[The request] Send back the entries below exactly as they appear.

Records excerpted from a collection
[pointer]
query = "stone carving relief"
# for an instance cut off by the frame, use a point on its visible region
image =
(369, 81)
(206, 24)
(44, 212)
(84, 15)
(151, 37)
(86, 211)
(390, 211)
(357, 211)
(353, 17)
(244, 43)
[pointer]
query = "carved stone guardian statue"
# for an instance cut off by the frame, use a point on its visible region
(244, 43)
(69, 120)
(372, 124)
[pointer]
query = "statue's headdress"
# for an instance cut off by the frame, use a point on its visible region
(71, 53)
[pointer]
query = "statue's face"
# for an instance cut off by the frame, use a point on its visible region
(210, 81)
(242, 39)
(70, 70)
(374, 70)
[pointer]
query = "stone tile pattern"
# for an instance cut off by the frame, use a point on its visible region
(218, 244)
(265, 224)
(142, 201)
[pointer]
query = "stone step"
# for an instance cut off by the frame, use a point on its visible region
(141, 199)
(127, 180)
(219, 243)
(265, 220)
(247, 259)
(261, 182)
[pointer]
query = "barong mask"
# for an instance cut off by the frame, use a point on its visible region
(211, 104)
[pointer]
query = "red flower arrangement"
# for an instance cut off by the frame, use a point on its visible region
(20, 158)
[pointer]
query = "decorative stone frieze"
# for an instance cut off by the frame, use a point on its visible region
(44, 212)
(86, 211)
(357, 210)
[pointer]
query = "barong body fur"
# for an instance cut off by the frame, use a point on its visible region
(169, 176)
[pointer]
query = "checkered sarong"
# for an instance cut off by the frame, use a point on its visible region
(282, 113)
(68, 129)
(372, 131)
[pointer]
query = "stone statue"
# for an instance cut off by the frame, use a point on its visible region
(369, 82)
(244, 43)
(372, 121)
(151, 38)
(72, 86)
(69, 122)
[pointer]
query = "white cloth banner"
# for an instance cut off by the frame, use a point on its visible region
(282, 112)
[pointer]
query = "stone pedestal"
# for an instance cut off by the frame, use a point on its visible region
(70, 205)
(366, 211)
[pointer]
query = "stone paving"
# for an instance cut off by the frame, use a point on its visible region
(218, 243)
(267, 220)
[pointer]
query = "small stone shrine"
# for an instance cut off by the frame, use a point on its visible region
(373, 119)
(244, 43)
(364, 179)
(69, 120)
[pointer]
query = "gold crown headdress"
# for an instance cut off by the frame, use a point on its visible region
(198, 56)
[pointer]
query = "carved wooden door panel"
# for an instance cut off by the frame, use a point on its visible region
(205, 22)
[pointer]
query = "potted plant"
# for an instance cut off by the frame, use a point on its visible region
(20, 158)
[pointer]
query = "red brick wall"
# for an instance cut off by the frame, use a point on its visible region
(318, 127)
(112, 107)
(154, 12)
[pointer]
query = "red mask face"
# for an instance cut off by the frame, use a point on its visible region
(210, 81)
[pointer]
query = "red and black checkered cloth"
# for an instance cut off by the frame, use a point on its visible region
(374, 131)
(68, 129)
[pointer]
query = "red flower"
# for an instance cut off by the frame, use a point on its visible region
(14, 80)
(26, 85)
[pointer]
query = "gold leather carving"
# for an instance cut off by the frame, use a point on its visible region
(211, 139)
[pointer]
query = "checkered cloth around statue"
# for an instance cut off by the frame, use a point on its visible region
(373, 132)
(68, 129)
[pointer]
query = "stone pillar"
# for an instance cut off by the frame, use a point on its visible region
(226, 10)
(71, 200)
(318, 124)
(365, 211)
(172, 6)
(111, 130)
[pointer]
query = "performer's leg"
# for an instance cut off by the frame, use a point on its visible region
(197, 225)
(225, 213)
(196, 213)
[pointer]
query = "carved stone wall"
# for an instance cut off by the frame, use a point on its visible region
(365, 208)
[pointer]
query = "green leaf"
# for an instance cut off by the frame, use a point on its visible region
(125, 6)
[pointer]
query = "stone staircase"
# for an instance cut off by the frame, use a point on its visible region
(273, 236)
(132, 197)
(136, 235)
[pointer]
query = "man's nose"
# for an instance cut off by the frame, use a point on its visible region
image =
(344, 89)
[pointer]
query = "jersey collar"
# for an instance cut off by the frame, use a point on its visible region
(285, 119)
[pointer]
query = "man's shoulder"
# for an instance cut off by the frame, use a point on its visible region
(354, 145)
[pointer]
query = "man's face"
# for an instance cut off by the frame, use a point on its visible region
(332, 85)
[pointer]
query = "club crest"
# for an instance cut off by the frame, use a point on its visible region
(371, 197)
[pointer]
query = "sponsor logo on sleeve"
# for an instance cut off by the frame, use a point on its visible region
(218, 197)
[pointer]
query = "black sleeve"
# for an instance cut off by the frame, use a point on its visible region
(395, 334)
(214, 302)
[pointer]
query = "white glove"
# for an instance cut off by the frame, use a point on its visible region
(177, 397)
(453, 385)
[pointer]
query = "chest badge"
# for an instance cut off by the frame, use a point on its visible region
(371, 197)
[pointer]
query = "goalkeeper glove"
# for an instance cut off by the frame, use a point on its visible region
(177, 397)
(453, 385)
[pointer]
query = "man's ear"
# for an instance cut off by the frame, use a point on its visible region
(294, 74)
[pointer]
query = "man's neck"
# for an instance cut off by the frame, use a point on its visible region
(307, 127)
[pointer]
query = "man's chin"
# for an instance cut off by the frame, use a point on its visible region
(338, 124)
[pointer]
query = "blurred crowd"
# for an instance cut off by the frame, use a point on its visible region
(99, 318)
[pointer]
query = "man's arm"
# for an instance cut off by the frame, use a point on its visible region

[Written reply]
[pointer]
query = "stone carving relief"
# for an instance cut off by the frame, use a point on its visible region
image =
(369, 81)
(206, 24)
(44, 212)
(84, 15)
(151, 37)
(86, 211)
(390, 211)
(357, 211)
(353, 17)
(244, 43)
[pointer]
query = "carved stone guardian statue"
# for an instance cut off by the frame, use a point on its visible region
(244, 43)
(69, 120)
(372, 124)
[pointer]
query = "statue's headdress"
# for an instance cut off by the frame, use a point on its visible region
(71, 53)
[pointer]
query = "statue's face"
# for an instance cut off by the frame, use a point on its visible region
(210, 81)
(242, 39)
(70, 70)
(374, 70)
[pointer]
query = "stone tile pattern"
# for an instance cut off by the frame, use a point on its visible region
(218, 244)
(265, 224)
(142, 201)
[pointer]
query = "stone step"
# for an instance cut off by the frame, use a point on its visible region
(141, 199)
(127, 180)
(219, 243)
(265, 220)
(247, 259)
(261, 182)
[pointer]
query = "barong mask"
# for an instance cut off by the frame, use a point on its visible region
(211, 104)
[pointer]
query = "red flower arrangement"
# for an instance cut off by the frame, use a point on its visible region
(20, 158)
[pointer]
query = "decorative stone frieze"
# for an instance cut off by the frame, use a point on its visible region
(44, 212)
(86, 211)
(357, 210)
[pointer]
query = "barong body fur"
# for an instance cut off by the frame, use a point on its visible region
(169, 176)
[pointer]
query = "checkered sarong"
# for an instance cut off by the frame, use a point on its visible region
(282, 113)
(68, 129)
(372, 131)
[pointer]
query = "stone statue"
# for an instance cut off by the frame, use a point on its visible region
(369, 82)
(244, 43)
(372, 121)
(151, 38)
(72, 86)
(69, 122)
[pointer]
query = "white cloth banner"
# for an instance cut off by the frame, use a point on its visible region
(282, 112)
[pointer]
query = "stone pedestal"
# for an instance cut off by the frame, use a point on its visible region
(70, 205)
(366, 211)
[pointer]
query = "stone paving"
# for an instance cut off by the frame, use a point on its visible region
(218, 243)
(267, 220)
[pointer]
query = "small stone shrine"
# for an instance cut off by the frame, use a point on its visible region
(373, 119)
(244, 43)
(364, 179)
(69, 120)
[pointer]
query = "gold crown headdress"
# for an instance cut off by the frame, use a point on its visible region
(198, 56)
[pointer]
query = "carved wooden door panel"
# for an instance cut off by the frame, use a point on its visible region
(205, 22)
[pointer]
query = "potted plant"
# for an instance cut off by the frame, use a point on its visible region
(20, 158)
[pointer]
query = "red brick wall"
# for an instance cut off by the frame, use a point on its visible region
(318, 127)
(112, 107)
(154, 12)
[pointer]
query = "red mask face"
# for an instance cut off by the frame, use a point on its visible region
(210, 81)
[pointer]
query = "red and black checkered cloth"
# for an instance cut off by the frame, use a point on its visible region
(374, 131)
(68, 129)
[pointer]
query = "red flower"
# for an instance cut off by the frame, use a point on its visible region
(14, 80)
(26, 85)
[pointer]
query = "gold leather carving"
# for an instance cut off by the frame, use a point on its visible region
(211, 139)
[pointer]
query = "checkered cloth around statue"
# for an instance cut off by the frame, use a point on its visible region
(373, 132)
(68, 129)
[pointer]
query = "stone pillar"
# for an instance cut off by the frame, use a point on its visible region
(226, 10)
(71, 200)
(318, 124)
(365, 211)
(172, 6)
(111, 130)
[pointer]
query = "performer's leg"
# for an instance cut off by the frame, use a point on its visible region
(197, 225)
(225, 213)
(196, 213)
[pointer]
query = "carved stone wall"
# for an instance cut off by the frame, use a point on its visible region
(365, 208)
[pointer]
query = "green leaf"
# for an instance cut off by the frame, use a point on its visible region
(125, 6)
[pointer]
query = "stone staircase"
# for an instance cut off by the frame, use a point on its visible region
(273, 236)
(132, 197)
(136, 235)
[pointer]
query = "man's nose"
# for an instance cut off by the frame, use a point on its visible region
image =
(344, 89)
[pointer]
query = "jersey collar"
# for an instance cut off by the frame, use a point on its visible region
(285, 119)
[pointer]
query = "man's shoulder"
# for an instance cut off by the frame, use a point on its visible region
(354, 145)
[pointer]
query = "man's face"
# for an instance cut off by the frame, use a point on its visible region
(332, 85)
[pointer]
query = "club crest"
# for an instance cut off by the frame, use a point on its visible region
(371, 197)
[pointer]
query = "sponsor logo on sleeve"
# for an instance cut off by the frame, use a point on its visible region
(218, 197)
[pointer]
query = "black sleeve"
# for an instance cut off by the frame, use a point on its visible region
(395, 334)
(214, 302)
[pointer]
query = "white glove"
# for an instance cut off by the frame, use a point on its visible region
(177, 397)
(453, 385)
[pointer]
query = "chest badge"
# for an instance cut off by the frame, use a point on its visible region
(371, 197)
[pointer]
query = "goalkeeper glove"
# for an instance cut off by the frame, use a point on its visible region
(177, 397)
(453, 385)
[pointer]
query = "man's ear"
# for an instance cut off by the frame, use a point on its visible region
(294, 74)
[pointer]
query = "man's neck"
# for an instance cut off by the frame, use a point on its visible region
(307, 127)
[pointer]
query = "man's chin"
# for an instance cut off by the frame, use a point on its visible region
(338, 124)
[pointer]
query = "blurred crowd"
# for an instance cut off by the frame, use a point on its visible region
(99, 318)
[pointer]
query = "man's arm"
# for an instance cut off by the frame, use a point on its visible region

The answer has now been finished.